Stored items
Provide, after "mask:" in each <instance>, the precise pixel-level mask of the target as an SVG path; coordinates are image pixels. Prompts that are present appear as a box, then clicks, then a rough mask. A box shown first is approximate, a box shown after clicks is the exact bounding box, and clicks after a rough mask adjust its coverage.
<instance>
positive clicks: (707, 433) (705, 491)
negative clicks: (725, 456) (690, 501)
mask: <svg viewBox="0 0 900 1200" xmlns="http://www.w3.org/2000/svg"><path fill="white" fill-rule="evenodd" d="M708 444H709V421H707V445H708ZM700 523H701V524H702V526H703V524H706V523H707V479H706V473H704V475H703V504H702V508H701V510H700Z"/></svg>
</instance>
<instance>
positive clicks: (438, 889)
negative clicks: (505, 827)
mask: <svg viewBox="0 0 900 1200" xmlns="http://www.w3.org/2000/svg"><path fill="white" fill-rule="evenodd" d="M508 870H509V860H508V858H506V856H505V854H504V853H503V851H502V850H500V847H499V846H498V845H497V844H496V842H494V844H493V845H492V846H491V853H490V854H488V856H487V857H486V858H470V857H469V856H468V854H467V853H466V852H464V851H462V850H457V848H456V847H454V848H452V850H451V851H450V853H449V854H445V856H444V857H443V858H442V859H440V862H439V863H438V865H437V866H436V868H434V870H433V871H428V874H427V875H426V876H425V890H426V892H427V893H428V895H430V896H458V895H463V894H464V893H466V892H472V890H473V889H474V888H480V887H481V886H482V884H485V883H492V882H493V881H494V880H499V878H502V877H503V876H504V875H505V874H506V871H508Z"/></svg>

**Task brief**
Write out each line exactly, beginning at the one with "positive clicks: (438, 889)" and ending at the final line of the records above, with nothing added.

**Answer to the exercise**
positive clicks: (438, 889)
negative clicks: (505, 827)
mask: <svg viewBox="0 0 900 1200" xmlns="http://www.w3.org/2000/svg"><path fill="white" fill-rule="evenodd" d="M508 870H509V860H508V858H506V856H505V854H504V853H503V851H502V850H500V847H499V846H498V845H497V844H496V842H494V844H493V845H492V846H491V853H490V854H488V856H487V857H486V858H470V857H469V856H468V854H467V853H466V852H464V851H462V850H457V848H456V847H454V848H452V850H451V851H450V853H449V854H445V856H444V857H443V858H442V859H440V862H439V863H438V865H437V866H436V868H434V870H433V871H428V874H427V875H426V876H425V890H426V892H427V893H428V895H430V896H458V895H463V894H464V893H466V892H472V890H473V889H474V888H480V887H481V886H482V884H485V883H492V882H493V881H494V880H499V878H502V877H503V876H504V875H505V874H506V871H508Z"/></svg>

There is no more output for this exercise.